━━━ Extracted text
Outdoor noise can be managed for indoor/outdoor kennels by limiting dog access to the outdoor portion during the night hours.  Ideally dogs would have 24/7 access, but many shelters providing this type of housing in areas where being neighborly is also important will manage the dog housing such that dogs are not outside at night.

Indoor/Indoor environments can be enhanced where weather and design permit, with large garage door type doors that can be located on the room perimeter and opened to improve lighting, air quality, and to bring in a little of the outdoors - sites, smells, sounds -  inside.

Why we prefer Front-to-Back oriented kennels over Side-to-Side:

We recommend front to back orientation of kennels as the best housing experience for the dog and for staff efficiency.
━━━━━━
> [Prompt]: List every purpose the kennel housing text gives for opening the large garage door type doors in Indoor/Indoor environments. These records come from a different source than the kennel text.
━━━ Information supplied
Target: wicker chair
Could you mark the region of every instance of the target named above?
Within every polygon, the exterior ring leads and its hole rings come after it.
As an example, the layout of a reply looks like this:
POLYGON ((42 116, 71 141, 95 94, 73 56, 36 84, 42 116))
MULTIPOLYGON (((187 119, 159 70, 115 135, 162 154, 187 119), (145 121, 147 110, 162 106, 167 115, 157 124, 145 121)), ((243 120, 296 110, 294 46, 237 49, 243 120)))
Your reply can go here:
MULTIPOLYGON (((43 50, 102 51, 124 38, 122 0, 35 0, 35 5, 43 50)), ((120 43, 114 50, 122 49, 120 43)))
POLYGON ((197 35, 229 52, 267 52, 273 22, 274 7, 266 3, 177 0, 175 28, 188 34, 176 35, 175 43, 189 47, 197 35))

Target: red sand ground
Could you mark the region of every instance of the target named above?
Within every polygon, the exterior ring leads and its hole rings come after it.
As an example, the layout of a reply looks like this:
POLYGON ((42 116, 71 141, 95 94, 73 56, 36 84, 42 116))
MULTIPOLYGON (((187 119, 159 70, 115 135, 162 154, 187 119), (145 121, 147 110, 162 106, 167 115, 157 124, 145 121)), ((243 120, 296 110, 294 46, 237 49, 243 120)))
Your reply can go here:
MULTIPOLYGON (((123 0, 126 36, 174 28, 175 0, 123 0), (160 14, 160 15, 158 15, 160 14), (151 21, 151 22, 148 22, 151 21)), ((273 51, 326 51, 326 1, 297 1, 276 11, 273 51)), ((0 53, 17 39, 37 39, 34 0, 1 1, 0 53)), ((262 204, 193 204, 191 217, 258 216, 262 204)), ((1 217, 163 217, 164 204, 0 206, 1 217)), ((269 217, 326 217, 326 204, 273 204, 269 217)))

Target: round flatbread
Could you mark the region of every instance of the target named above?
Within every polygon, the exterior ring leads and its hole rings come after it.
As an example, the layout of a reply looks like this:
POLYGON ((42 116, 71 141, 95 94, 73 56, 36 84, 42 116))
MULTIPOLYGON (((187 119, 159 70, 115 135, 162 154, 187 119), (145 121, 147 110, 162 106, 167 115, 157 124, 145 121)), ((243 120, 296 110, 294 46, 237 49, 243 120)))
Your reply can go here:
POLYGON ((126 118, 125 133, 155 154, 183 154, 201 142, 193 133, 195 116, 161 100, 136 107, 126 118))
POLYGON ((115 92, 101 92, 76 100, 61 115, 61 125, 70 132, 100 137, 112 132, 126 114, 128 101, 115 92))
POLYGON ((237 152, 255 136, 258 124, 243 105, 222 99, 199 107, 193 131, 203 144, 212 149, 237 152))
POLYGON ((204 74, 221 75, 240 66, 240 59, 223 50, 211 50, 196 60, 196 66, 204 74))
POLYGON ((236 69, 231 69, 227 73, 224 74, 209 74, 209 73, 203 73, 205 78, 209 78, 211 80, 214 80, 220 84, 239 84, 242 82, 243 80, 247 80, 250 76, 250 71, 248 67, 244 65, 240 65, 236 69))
━━━━━━
> [Full solution]:
- Improve lighting
- Improve air quality
- Bring in a little of the outdoors